■ Set exercise
Reproduce the records. Keep every word exact and include no images.

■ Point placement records
::::::

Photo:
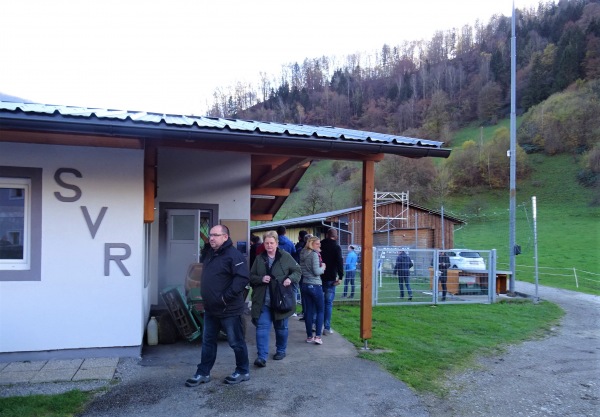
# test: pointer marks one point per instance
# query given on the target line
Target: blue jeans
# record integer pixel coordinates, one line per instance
(329, 295)
(349, 279)
(235, 337)
(314, 306)
(263, 331)
(404, 280)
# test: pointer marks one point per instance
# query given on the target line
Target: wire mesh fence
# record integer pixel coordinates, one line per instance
(423, 280)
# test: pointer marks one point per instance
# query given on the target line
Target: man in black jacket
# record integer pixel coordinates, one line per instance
(331, 253)
(224, 278)
(402, 269)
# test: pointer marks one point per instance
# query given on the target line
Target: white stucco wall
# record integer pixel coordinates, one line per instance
(75, 305)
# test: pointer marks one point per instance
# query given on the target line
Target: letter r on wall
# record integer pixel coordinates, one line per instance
(117, 258)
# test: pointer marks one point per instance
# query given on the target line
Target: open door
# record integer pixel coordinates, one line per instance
(185, 235)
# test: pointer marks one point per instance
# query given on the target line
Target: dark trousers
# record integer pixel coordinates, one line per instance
(235, 337)
(443, 280)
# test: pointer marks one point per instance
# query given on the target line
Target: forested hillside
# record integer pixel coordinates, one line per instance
(431, 89)
(456, 88)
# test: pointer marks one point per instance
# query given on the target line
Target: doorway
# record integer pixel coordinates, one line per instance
(184, 229)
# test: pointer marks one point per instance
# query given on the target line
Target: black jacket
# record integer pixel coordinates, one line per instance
(331, 253)
(224, 279)
(403, 264)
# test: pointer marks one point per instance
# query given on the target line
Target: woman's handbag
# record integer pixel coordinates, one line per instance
(282, 297)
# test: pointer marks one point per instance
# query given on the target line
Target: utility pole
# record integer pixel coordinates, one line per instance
(513, 154)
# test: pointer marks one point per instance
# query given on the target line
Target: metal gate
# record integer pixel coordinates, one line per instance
(422, 283)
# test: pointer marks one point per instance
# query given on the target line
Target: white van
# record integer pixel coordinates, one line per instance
(466, 259)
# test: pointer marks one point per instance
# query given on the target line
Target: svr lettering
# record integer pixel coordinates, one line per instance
(92, 226)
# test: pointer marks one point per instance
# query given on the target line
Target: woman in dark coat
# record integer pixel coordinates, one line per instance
(273, 263)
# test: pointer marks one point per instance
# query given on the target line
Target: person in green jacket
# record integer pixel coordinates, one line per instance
(278, 264)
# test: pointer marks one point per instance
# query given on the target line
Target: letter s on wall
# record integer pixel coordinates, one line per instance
(74, 188)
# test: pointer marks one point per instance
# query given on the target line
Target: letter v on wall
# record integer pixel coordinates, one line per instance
(93, 226)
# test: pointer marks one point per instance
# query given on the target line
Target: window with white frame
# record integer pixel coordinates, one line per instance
(20, 223)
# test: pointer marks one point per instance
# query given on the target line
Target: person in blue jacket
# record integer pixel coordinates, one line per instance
(402, 269)
(351, 259)
(225, 276)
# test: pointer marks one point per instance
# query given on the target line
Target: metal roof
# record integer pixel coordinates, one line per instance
(58, 118)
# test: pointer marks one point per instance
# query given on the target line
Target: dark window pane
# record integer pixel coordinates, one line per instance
(12, 223)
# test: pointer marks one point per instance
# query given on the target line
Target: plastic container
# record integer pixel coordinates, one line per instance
(152, 331)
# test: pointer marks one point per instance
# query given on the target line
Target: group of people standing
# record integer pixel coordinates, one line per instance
(318, 265)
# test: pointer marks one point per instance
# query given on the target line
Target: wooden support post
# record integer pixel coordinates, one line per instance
(366, 280)
(149, 180)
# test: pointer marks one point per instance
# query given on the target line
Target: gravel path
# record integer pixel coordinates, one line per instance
(556, 376)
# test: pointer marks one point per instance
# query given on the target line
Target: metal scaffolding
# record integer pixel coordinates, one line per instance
(385, 223)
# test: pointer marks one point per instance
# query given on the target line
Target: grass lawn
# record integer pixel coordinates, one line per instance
(61, 405)
(421, 344)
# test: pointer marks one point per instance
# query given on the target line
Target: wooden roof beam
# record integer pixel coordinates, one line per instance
(282, 170)
(277, 192)
(261, 217)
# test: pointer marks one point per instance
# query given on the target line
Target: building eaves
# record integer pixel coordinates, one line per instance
(81, 120)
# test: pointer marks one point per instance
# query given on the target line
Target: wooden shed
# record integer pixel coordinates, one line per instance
(395, 224)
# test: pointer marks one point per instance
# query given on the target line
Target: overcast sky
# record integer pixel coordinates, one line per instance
(170, 56)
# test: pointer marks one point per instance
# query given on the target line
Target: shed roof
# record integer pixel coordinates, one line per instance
(321, 217)
(281, 152)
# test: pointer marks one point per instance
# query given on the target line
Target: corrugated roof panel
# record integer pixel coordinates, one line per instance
(322, 132)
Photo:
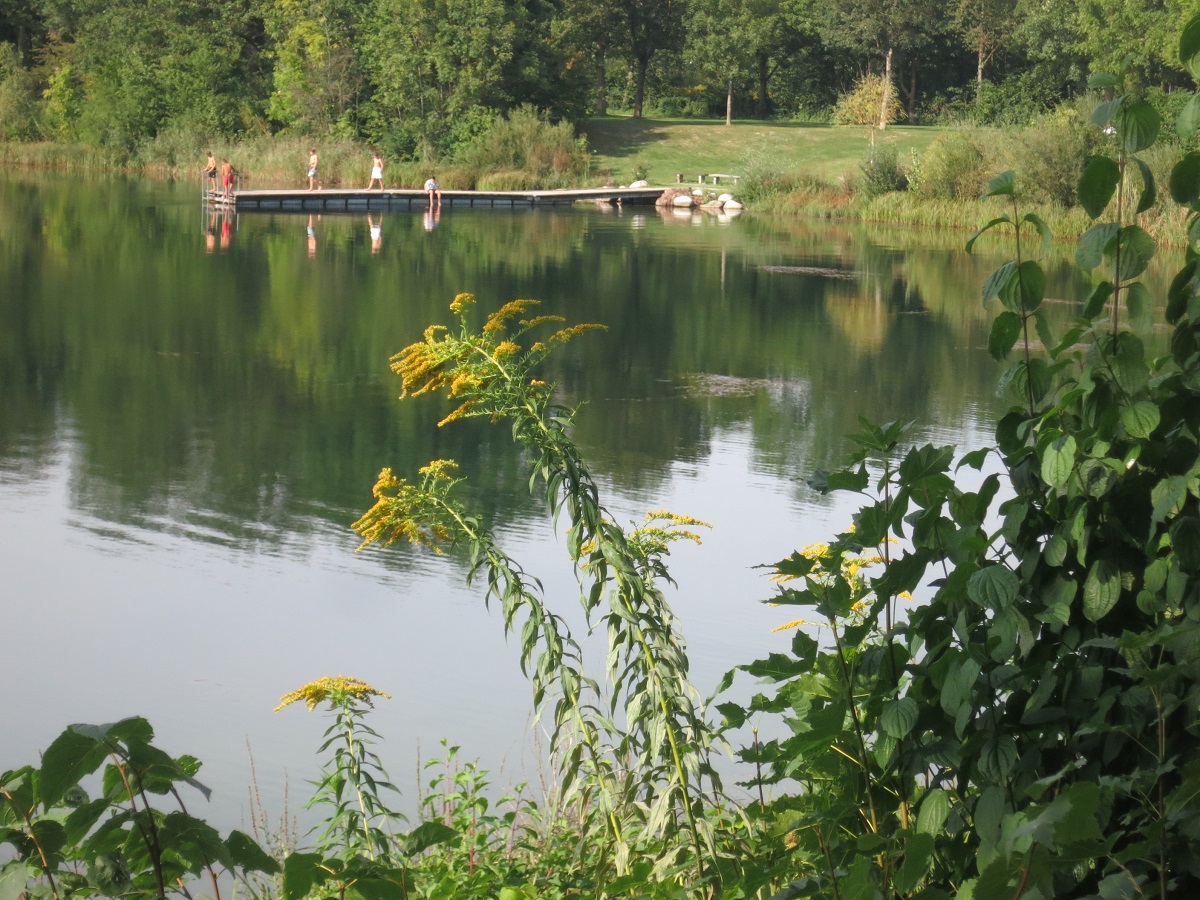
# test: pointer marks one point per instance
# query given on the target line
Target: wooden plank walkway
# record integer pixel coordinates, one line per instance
(359, 199)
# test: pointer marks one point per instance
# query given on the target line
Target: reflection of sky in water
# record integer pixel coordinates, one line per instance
(197, 586)
(249, 627)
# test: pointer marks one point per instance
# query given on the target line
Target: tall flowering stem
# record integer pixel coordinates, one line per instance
(648, 739)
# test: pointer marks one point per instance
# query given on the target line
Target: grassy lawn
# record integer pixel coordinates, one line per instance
(665, 147)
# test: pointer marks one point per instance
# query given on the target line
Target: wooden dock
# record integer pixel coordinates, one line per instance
(337, 199)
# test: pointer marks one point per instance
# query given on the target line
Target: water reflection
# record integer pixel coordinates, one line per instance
(186, 435)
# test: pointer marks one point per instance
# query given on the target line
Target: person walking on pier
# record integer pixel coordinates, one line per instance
(312, 169)
(376, 172)
(432, 189)
(210, 173)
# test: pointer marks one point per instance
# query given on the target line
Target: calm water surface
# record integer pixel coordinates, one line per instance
(193, 409)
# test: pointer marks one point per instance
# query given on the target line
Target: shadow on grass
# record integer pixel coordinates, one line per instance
(624, 135)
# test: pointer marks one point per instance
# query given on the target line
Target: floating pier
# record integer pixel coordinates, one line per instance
(359, 199)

::::::

■ Task answer
Photo:
# test: pointer marks one point per instance
# query given on the target line
Target: blue jeans
# record integer pixel coordinates, one line per instance
(329, 295)
(349, 279)
(235, 337)
(314, 306)
(263, 331)
(404, 280)
# test: pointer marks one point per instance
# query given on the target line
Target: wire mesh fence
# record integer pixel coordinates, one line per instance
(423, 280)
# test: pointer marks one point per instance
# query given on the target line
Target: man in black jacket
# record integer pixel coordinates, one line per instance
(331, 253)
(224, 278)
(402, 269)
# test: pointer marks one point per instance
# query given on the target line
Target: white stucco wall
# record integer pixel coordinates, one line per instance
(75, 305)
# test: pointer marks one point per instance
# query given on the target line
Target: letter r on wall
# record integer pixel coordinates, one line per instance
(117, 258)
# test: pointer marks one point per instance
# query given on the target line
Target: open door
# record integer pixel coordinates, one line per instance
(185, 235)
# test: pointer marks one point per instance
# query given on the target line
Target: dark trousers
# record integer pixel coordinates, one line per instance
(235, 337)
(443, 280)
# test: pointer marks one point per instance
# query given on the target line
Target: forested hillside
# record integer pixel coordinates, one line per instance
(431, 89)
(456, 88)
# test: pointer marks one point per instance
# query given on the target line
Target: doorway
# record integer pixel coordinates, one line per instance
(184, 229)
# test: pointer marks one point per instance
# query given on the target line
Target: black jacket
# record integer pixel coordinates, one line per instance
(331, 253)
(224, 279)
(403, 264)
# test: pointer marks one point per instance
# query given on the target line
Target: woman's handbag
# record integer pixel coordinates, one line per instance
(282, 297)
# test: pointer marks one point per instance
# query given on the target line
Target: utility pole
# record integer pixel coordinates, one line per instance
(513, 154)
# test: pointer marks one point per instance
# query given on the target line
Target: metal gate
# record integer pixel coordinates, one line per instance
(422, 283)
# test: pointer marks one point per instance
# query given on the target line
Target: white van
# record integer pixel coordinates, one line per instance
(466, 259)
# test: pointer marks one point per instance
# query given on the target line
Target: svr lettering
# record integer pixel coordinates, one line per instance
(92, 226)
# test: pointer marks one point per instance
# query given on the target line
Target: woman in dark coat
# record integer pixel coordinates, one line per instance
(273, 263)
# test: pointer marks one point per instance
# query given on the target line
Target: person in green jacket
# record integer pixel coordinates, one line per instance
(278, 264)
# test: pointer marks one point per instance
# query given on the target line
Target: letter s on wall
# record integer pixel coordinates, one line per instance
(74, 188)
# test: pointer marks one point per instance
# query given on the target line
Target: letter v on wall
# record integer pixel coordinates, one line per instance
(93, 226)
# test: pointer marks one point per instance
# query given on the target line
Target: window with white frame
# record integer pixel coordinates, one line per instance
(20, 223)
# test: pointer marks one point per instance
# query given on the target line
Target: person in blue jacket
# record integer pixel coordinates, one line per instance
(402, 269)
(351, 259)
(225, 276)
# test: pointer marks one point per instance
# query given on the target line
Target: metal roof
# record integer pixel coordinates, one line per instance
(58, 118)
# test: pointer marks one point per instance
# query given on the target line
Target: dark window pane
# record integer pixel coordinates, one line per instance
(12, 223)
# test: pointer marks one point per instance
# query given on the target line
Target: plastic container
# record integer pixel coordinates, one line per instance
(152, 331)
# test: pointer marks one point per instance
# query given on the target line
Target: group of people standing
# record integer pixel coordinates, one line per instance
(318, 265)
# test: pointer marks one point per instance
# query given on the target line
Target: wooden support post
# record integer pixel coordinates, one line per instance
(366, 280)
(149, 180)
# test: pointer marks one point per instance
# query given on the target line
Target: gravel path
# record integer pixel coordinates, one line per instance
(556, 376)
# test: pointer marks one point per instance
# query given on the target line
Target: metal scaffolding
# record integer pixel coordinates, one line per instance
(385, 223)
# test: pointer marks one point per instance
# query given on the target line
Target: grass lawn
# record integer pixel coordinates, one line per instance
(61, 405)
(421, 344)
# test: pointer marks one point per instance
# query given on the target line
Target: wooden roof beam
# record integer pixel coordinates, one line per instance
(282, 170)
(277, 192)
(261, 217)
# test: pointer marks one point per instance
# query given on the target line
Target: building eaves
# record integer pixel coordinates, one line per instance
(81, 120)
# test: pointer marks one point per instance
# query given on the target line
Target: wooden shed
# record integer pixel coordinates, one line per instance
(395, 224)
# test: pointer marks one point per instance
# query given on the target line
Target: overcast sky
# record integer pixel coordinates, one line per instance
(170, 56)
# test: pointer marks one point per instance
# query given on the target line
Target: shed roof
# record integer pixel coordinates, one line per instance
(321, 217)
(281, 152)
# test: pointer marks one point per instance
# query given on the target line
Target: corrugated roof panel
# record integer pixel coordinates, one line per instance
(322, 132)
Photo:
# test: pointer marks one point per instance
# query given on the target line
Target: wooden plank walkway
# record integer pixel coordinates, one line per instance
(359, 199)
# test: pointer marks one point per instance
# query given on the target line
Target: reflection of sky in water
# record integer pixel coordinates, one line per instance
(197, 586)
(249, 627)
# test: pointer marks one point per instance
# query given on the target line
Target: tall flowering stem
# record integer pixel coordinates, one line per instance
(648, 739)
# test: pointer marks one point per instance
# query given on the target line
Target: grassy lawn
# record integer pixel coordinates, one line per instance
(665, 147)
# test: pointer marks one point per instance
# query given on the target line
Target: wooden dock
# record integer pixel coordinates, one line per instance
(337, 199)
# test: pointer marks one point per instance
# query given on the target line
Target: water reflection
# record integer pixel coordinates, one line per instance
(186, 435)
# test: pointer marks one point per instance
# query given on the target line
Target: person walking on pier
# record integer pixel coordinates, one line per instance
(312, 169)
(376, 172)
(432, 189)
(210, 173)
# test: pointer marks one point per instance
# query given on the target line
Target: calm water surface
# record integer pixel coordinates, one line per instance
(193, 409)
# test: pointer marks one point per instance
# query given on the target line
Target: shadow on grass
# record integer pixel coordinates, one line per instance
(624, 135)
# test: pointer marks one point per instance
# query given on the target line
Target: floating pier
# record integer pixel coordinates, one line per instance
(359, 199)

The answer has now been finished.